* _Required actions_:
a) Answer these questions using the sequence properties text. Give each answer on its own line, marked the same way as its question.
(i) Which two modules are used to calculate sequence properties?
(ii) What temperature does the DNA properties module calculate for the query DNA sequence?
(iii) How is the protein volume given by the protein properties module qualified?
b) Write a continuation of the text on the DNA and protein properties modules, starting after its final sentence.
*** Document extract Section Begins ***
Sequence Properties: The sequence properties can be calculated by using the DNA properties and Protein properties modules. By using these two modules user can retrieve the properties of nucleotides and protein sequences.

1) DNA Properties Module:
The DNA properties module enables the user to analyze the DNA sequence and retrieve GC% and AT%, length, composition, reverse, complementary, reverse complementary and the transcribed sequence of the given DNA sequence. Another important application of this tool is that it enables the measurement of molecular weights under specified variations in the DNA sequence for eg. Anhydrous molecular weight assuming there is no 5' monophosphate, Anhydrous molecular weight assuming 5'monophosphate is present, molecular weight assuming there is 5' triphosphate and molecular weight of single stranded DNA. It allows to calculate the basic melting temperature of the query DNA sequence.

2) Protein Properties Module:
The other module known as the protein properties module provides analysis of the Protein sequence. The user can retrieve composition, length, total molecular weight of the sequence, exact weight of the sequence, protein volume (approximately), extinction coefficient1 [3] of the sequence, optical density2 of sequence, and grand average of hydropathy3 of the given protein sequence.
*** Document extract Section Ends ***
*** Data provided Section Begins ***
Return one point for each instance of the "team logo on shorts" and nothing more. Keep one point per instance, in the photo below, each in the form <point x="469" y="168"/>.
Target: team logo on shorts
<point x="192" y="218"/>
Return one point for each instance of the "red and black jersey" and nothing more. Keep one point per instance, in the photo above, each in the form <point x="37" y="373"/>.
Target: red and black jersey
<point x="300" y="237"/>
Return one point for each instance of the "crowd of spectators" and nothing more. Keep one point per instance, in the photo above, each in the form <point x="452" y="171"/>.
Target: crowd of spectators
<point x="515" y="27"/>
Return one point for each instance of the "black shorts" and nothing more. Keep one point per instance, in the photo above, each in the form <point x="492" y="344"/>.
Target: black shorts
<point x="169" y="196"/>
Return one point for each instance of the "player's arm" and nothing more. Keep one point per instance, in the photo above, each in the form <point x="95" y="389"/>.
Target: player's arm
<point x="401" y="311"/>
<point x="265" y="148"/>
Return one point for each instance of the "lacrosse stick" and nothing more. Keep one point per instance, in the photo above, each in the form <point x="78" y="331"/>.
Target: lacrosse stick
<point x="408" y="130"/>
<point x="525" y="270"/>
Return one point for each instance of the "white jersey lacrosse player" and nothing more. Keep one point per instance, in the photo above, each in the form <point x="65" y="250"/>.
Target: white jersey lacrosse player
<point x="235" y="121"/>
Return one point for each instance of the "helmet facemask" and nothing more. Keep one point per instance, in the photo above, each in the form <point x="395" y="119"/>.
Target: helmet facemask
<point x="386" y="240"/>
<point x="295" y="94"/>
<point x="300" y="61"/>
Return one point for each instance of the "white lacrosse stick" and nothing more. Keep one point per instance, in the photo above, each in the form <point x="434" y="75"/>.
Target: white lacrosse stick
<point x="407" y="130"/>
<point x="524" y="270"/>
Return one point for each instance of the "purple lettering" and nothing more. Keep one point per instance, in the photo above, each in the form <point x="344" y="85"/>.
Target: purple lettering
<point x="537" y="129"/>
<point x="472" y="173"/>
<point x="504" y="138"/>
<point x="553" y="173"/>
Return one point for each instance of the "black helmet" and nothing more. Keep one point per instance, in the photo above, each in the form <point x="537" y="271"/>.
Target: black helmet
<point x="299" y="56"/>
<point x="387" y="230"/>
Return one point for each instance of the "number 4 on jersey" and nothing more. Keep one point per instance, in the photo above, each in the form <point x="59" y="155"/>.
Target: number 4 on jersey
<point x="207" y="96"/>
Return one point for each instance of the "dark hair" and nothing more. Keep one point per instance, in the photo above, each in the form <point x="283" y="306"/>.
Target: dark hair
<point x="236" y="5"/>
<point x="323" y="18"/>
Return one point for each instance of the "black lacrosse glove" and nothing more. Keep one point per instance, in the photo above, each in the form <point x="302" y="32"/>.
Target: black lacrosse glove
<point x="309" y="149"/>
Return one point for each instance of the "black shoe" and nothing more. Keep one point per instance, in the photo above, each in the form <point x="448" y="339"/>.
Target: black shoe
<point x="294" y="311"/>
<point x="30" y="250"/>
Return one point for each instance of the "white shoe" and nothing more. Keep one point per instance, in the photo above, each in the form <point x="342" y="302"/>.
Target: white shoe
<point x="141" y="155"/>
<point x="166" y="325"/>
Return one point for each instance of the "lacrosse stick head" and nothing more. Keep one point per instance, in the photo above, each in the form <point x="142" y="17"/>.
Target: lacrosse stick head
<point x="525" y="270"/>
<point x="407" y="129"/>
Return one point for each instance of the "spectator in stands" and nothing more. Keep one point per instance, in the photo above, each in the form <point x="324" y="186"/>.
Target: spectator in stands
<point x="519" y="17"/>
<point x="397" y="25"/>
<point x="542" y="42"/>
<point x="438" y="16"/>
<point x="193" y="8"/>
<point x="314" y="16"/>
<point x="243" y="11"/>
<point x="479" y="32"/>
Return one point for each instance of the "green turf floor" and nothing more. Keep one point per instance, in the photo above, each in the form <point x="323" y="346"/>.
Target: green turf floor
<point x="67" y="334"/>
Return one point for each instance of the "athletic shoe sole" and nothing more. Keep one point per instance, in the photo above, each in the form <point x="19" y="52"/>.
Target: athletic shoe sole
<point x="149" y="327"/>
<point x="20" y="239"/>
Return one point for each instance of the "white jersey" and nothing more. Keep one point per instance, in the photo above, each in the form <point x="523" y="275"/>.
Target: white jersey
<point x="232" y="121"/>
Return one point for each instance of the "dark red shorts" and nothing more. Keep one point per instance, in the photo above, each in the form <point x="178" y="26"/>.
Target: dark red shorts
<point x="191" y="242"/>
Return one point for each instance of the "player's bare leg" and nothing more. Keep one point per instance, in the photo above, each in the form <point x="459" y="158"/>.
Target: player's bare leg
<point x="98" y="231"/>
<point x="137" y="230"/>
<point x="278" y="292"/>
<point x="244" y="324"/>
*** Data provided Section Ends ***
* _Answers to this exercise_:
a)
(i) The DNA properties module and the protein properties module.
(ii) The basic melting temperature.
(iii) It is approximate.

b)
3) Restriction Enzyme Analysis:
A restriction enzyme is an enzyme that cuts double-stranded DNA at specific sequences within it known as restriction sites. This restriction enzyme analysis tool contains the 30 different restriction enzymes which are the most commonly used enzymes, to perform the analysis. These restriction enzymes are listed below;

AaatIII

AccIII

Acc65I

AccB7I

Agel

Alul

A/W44I

Apal

BalI

BamHl

Bbul

BclI

BglII

BglIl

BsaMI

BsrBRI

BsrSI

BssHIl

EcoRI

BaMHI

HindIII

TaqI

NotI

HinfI

Sau3A

PovII

SmaI

HaeIII

AluI

EcoRV

4) EST Analysis:
Expressed Sequence Tags (ESTs) are short (usually about 300-500 bp), single-pass sequence reads from mRNA (cDNA). Typically they are produced in large batches. They represent a snapshot of genes expressed in a given tissue and/or at a given developmental stage. They are tags (some coding, others not) of expression for a given cDNA library. The EST analysis tool helps user to concatenate any number of ESTs provided by the user .

5) Sequence Alignment:
Sequence alignment is a way of arranging the primary sequences of DNA, RNA, or protein to identify regions of similarity that may be a consequence of functional, structural, or evolutionary relationships between the sequences . Aligned sequences of nucleotide or amino acid residues are typically represented as rows within a matrix. Gaps are inserted between the residues so that residues with identical or similar characters are aligned in successive columns. The sequence alignment tool provides the pairwise alignment between the two sequences, there by giving Matches, Mismatch and Similarity.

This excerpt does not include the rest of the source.